Revise the entries below so that every occurrence of "every instance" reads "each instance", leaving all other text untouched.
— Start Records shown —
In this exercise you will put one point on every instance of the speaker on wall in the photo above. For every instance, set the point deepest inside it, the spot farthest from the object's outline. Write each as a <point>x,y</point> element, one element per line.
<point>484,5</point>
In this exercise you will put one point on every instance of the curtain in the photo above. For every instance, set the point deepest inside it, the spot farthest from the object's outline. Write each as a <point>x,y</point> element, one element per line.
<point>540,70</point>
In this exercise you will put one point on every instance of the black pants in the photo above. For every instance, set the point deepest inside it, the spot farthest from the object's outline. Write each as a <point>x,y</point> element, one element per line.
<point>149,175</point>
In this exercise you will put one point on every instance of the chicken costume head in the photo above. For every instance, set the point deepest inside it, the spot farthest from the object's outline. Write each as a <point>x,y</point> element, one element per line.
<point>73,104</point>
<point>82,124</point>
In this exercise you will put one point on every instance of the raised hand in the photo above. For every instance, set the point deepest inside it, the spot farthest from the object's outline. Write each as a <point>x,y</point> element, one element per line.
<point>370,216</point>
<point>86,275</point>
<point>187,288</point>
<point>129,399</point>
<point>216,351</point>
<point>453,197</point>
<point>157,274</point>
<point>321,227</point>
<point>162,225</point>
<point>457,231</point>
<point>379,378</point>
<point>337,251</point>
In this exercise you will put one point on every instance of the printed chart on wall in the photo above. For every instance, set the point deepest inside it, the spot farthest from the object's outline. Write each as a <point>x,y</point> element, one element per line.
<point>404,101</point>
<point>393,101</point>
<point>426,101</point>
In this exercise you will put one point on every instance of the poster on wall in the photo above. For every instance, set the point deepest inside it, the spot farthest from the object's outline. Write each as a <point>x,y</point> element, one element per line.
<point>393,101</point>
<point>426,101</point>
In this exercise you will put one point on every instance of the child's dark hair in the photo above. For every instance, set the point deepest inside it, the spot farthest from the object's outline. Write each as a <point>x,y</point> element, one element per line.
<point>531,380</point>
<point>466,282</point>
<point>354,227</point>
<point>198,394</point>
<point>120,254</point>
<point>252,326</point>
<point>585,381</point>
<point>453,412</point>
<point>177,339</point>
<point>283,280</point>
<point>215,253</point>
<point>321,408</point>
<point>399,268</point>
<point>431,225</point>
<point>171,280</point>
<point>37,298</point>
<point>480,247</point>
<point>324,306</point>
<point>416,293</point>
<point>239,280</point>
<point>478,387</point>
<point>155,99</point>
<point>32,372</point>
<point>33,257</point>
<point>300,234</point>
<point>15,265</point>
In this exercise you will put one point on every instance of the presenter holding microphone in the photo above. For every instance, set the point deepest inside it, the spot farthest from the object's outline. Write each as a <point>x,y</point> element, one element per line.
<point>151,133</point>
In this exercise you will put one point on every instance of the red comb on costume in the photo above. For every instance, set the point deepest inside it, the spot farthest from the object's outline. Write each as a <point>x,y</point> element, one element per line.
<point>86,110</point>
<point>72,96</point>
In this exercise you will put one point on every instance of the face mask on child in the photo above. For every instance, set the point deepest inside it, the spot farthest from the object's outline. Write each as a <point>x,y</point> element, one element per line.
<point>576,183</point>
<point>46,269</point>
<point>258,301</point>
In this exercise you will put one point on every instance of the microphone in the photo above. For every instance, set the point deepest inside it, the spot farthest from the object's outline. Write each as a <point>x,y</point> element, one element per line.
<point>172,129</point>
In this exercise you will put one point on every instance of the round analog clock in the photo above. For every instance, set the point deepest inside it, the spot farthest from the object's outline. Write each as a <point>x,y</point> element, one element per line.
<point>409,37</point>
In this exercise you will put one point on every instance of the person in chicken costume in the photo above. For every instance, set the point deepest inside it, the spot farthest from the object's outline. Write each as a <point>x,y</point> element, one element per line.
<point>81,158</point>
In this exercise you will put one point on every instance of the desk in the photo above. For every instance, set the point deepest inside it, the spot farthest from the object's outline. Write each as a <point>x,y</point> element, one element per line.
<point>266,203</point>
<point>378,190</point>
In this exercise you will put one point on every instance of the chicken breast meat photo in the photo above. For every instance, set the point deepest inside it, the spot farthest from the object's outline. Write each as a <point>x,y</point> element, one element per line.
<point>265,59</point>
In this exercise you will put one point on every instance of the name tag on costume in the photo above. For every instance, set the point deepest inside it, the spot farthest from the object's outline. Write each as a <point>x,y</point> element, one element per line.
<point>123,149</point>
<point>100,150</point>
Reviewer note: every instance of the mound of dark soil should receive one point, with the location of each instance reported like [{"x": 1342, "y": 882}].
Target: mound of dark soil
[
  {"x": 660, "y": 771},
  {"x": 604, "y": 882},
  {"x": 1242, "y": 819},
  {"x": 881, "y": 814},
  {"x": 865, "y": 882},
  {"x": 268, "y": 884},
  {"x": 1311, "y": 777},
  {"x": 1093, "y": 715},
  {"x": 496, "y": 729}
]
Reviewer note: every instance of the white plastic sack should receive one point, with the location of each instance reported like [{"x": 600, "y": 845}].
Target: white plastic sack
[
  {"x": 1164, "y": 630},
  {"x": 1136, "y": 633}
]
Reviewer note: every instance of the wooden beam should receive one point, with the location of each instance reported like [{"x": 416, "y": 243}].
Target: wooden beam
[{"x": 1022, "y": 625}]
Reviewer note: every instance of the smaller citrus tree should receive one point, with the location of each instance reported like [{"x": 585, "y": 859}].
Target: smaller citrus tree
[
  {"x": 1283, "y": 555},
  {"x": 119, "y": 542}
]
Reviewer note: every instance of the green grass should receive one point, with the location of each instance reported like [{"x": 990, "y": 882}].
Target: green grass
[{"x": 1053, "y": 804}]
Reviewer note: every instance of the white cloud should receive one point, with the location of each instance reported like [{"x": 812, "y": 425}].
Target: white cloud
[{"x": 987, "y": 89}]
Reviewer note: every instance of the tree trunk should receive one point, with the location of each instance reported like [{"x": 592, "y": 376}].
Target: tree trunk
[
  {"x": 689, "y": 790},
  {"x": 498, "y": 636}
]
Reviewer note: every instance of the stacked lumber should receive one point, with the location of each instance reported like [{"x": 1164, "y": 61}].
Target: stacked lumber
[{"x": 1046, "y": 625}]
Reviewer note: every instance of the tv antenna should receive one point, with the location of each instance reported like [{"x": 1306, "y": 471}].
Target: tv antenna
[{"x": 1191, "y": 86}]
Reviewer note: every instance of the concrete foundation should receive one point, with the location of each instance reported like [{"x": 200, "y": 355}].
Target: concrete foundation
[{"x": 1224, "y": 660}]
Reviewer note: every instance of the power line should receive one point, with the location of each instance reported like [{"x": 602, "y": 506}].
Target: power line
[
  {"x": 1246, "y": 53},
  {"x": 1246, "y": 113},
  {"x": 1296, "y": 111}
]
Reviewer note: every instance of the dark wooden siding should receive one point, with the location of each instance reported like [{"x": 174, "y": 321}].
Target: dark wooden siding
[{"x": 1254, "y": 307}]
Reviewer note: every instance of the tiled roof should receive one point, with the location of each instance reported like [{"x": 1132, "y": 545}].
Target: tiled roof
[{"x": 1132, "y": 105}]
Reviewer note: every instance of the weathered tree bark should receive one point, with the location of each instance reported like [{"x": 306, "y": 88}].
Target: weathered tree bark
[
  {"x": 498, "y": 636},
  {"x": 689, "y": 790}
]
— End Records shown —
:: In response ::
In this exercise you will put one point on each instance of the speaker on wall in the photo above. For each instance, set the point deepest inside it, the spot farthest from the object's outline. Write each as a <point>x,y</point> element, one element per line.
<point>484,5</point>
In this exercise you will put one point on each instance of the curtain in the photo above. For each instance, set the point deepest inside it, the spot farthest from the object's outline. Write each as a <point>x,y</point> element, one element per line.
<point>540,70</point>
In this exercise you will put one point on each instance of the black pants in the photo above. For each instance, set the point deepest inside it, the spot farthest from the object's outline. Write each as a <point>x,y</point> element, one element per line.
<point>149,175</point>
In this exercise you will put one point on each instance of the chicken costume head in the photo above. For each instance, set the point deepest inside it, the spot farthest from the object's outline. Write each as a <point>x,y</point> element, one element per line.
<point>73,104</point>
<point>82,124</point>
In this exercise you will put one point on each instance of the raised hand in the photo above. For each instance, set the point deepest inside it, the spot farthest from the object's outline. Write each as a <point>x,y</point> element, one element per line.
<point>370,216</point>
<point>86,275</point>
<point>187,288</point>
<point>129,399</point>
<point>216,351</point>
<point>453,197</point>
<point>157,274</point>
<point>321,227</point>
<point>162,225</point>
<point>457,231</point>
<point>379,378</point>
<point>337,251</point>
In this exercise you will put one point on each instance of the printed chart on wall in the photo above. For each instance, set the point deepest inside it, the spot farthest from the object's outline. Write each as a <point>x,y</point> element, one element per line.
<point>404,101</point>
<point>393,101</point>
<point>426,101</point>
In this exercise you will put one point on each instance of the poster on wall in the photo above. For each instance, set the point deepest inside it, the spot farthest from the object's outline. Write each as a <point>x,y</point> element, one element per line.
<point>393,101</point>
<point>426,101</point>
In this exercise you will put one point on each instance of the child's dark hair in the photo above. For each instance, set the point deepest inside it, the spot farthest from the object's outline. Write each as a <point>x,y</point> element, one element per line.
<point>531,380</point>
<point>466,282</point>
<point>354,227</point>
<point>198,394</point>
<point>120,254</point>
<point>252,326</point>
<point>585,381</point>
<point>453,412</point>
<point>177,339</point>
<point>283,280</point>
<point>215,253</point>
<point>321,408</point>
<point>399,268</point>
<point>431,225</point>
<point>171,280</point>
<point>37,298</point>
<point>480,247</point>
<point>324,306</point>
<point>416,293</point>
<point>239,280</point>
<point>478,387</point>
<point>155,99</point>
<point>32,372</point>
<point>33,257</point>
<point>300,234</point>
<point>15,265</point>
In this exercise you will put one point on each instance of the presenter holding microphone in the photo above. For each instance, set the point deepest inside it, the spot farthest from the object's outline. Write each as a <point>x,y</point> element, one element per line.
<point>151,133</point>
In this exercise you will put one point on each instance of the red comb on costume in the photo above. For each instance, set the point deepest inside it, the spot farthest from the object's outline. Write each as a <point>x,y</point> element, one element per line.
<point>86,110</point>
<point>72,96</point>
In this exercise you will put one point on each instance of the face mask on child in the photo above. For each instance, set the point deepest inside it, the spot farthest from the object's outline. Write each as a <point>x,y</point> element, one element per line.
<point>576,183</point>
<point>46,269</point>
<point>258,301</point>
In this exercise you will put one point on each instance of the microphone in the photo above. For each instance, set the point deepest inside it, the spot farthest from the object's outline. Write each as a <point>x,y</point> element, one element per line.
<point>172,129</point>
In this exercise you will put one point on each instance of the round analog clock in the photo above. For each instance, set the point deepest inside it, the spot farthest from the object's outline. Write each as a <point>x,y</point> element, one element per line.
<point>409,37</point>
In this exercise you will put one point on each instance of the person in chicken costume in the photo above. For each instance, set the point deepest inside it, the spot farthest from the object's outline. Write each as a <point>x,y</point> element, one element per line.
<point>81,158</point>
In this exercise you will put one point on each instance of the desk in the photo above. For each instance, set the point deepest inside it, the spot farthest from the object's outline. Write each as a <point>x,y</point> element, one element per line.
<point>266,203</point>
<point>378,190</point>
In this exercise you will put one point on each instance of the chicken breast meat photo in the photo above. For each instance, set the point deepest inside it, the spot farthest from the object's outline. Write each as a <point>x,y</point> element, one element per line.
<point>265,59</point>
In this exercise you will put one point on each instance of the name tag on costume in the photo above. For each instance, set the point deepest inside it, the spot farthest from the object's outline. Write each as a <point>x,y</point> element, one element per line.
<point>123,149</point>
<point>100,150</point>
Reviewer note: each instance of the mound of dark soil should receive one point, with the location of each instance reported like [{"x": 1342, "y": 882}].
Target: mound of dark soil
[
  {"x": 660, "y": 771},
  {"x": 604, "y": 882},
  {"x": 1242, "y": 819},
  {"x": 881, "y": 814},
  {"x": 865, "y": 882},
  {"x": 268, "y": 884},
  {"x": 1311, "y": 777},
  {"x": 1093, "y": 715},
  {"x": 496, "y": 729}
]
Reviewer note: each instance of the white plastic sack should receive one point, with the location of each instance reported like [{"x": 600, "y": 845}].
Target: white plastic sack
[
  {"x": 1164, "y": 630},
  {"x": 1136, "y": 633}
]
Reviewer note: each instance of the wooden beam should receive one point, with the location of each instance reported like [{"x": 416, "y": 243}].
Target: wooden beam
[{"x": 1022, "y": 625}]
Reviewer note: each instance of the smaller citrus tree should receive one point, with the location of each instance reported like [{"x": 585, "y": 859}].
Target: smaller citrus tree
[
  {"x": 1283, "y": 555},
  {"x": 119, "y": 542}
]
Reviewer note: each instance of the green grass should receive one point, with the location of each instance reported like [{"x": 990, "y": 882}].
Target: green grass
[{"x": 1053, "y": 804}]
Reviewer note: each instance of the white cloud should receive one point, with the location of each instance reported like [{"x": 812, "y": 425}].
Target: white cloud
[{"x": 987, "y": 89}]
Reviewer note: each instance of the tree trunk should receive one point, with the location of each instance reported like [{"x": 592, "y": 376}].
Target: tree trunk
[
  {"x": 689, "y": 790},
  {"x": 498, "y": 636}
]
Reviewer note: each instance of the stacked lumber should receive one point, with the location of each instance reported like [{"x": 1164, "y": 61}].
Target: stacked lumber
[{"x": 1046, "y": 625}]
Reviewer note: each instance of the tv antenna should receive one point, with the location of each instance reported like [{"x": 1306, "y": 471}].
Target: tv antenna
[{"x": 1191, "y": 86}]
Reviewer note: each instance of the concrete foundation should receive one point, with the location of each instance reported like [{"x": 200, "y": 355}].
Target: concrete foundation
[{"x": 1224, "y": 660}]
Reviewer note: each instance of the power line should receive one point, with the location of each instance reported like [{"x": 602, "y": 506}].
Target: power line
[
  {"x": 1246, "y": 53},
  {"x": 1246, "y": 113},
  {"x": 1296, "y": 111}
]
Reviewer note: each instance of the dark wooden siding should receive one point, with the location of each instance reported like [{"x": 174, "y": 321}].
Target: dark wooden siding
[{"x": 1254, "y": 307}]
Reviewer note: each instance of the tiled roof should receive one point, with the location of each instance reported like [{"x": 1132, "y": 545}].
Target: tiled roof
[{"x": 1132, "y": 105}]
Reviewer note: each instance of the weathered tree bark should receive one point, with the location of each instance reported like [{"x": 306, "y": 88}].
Target: weathered tree bark
[
  {"x": 498, "y": 636},
  {"x": 689, "y": 790}
]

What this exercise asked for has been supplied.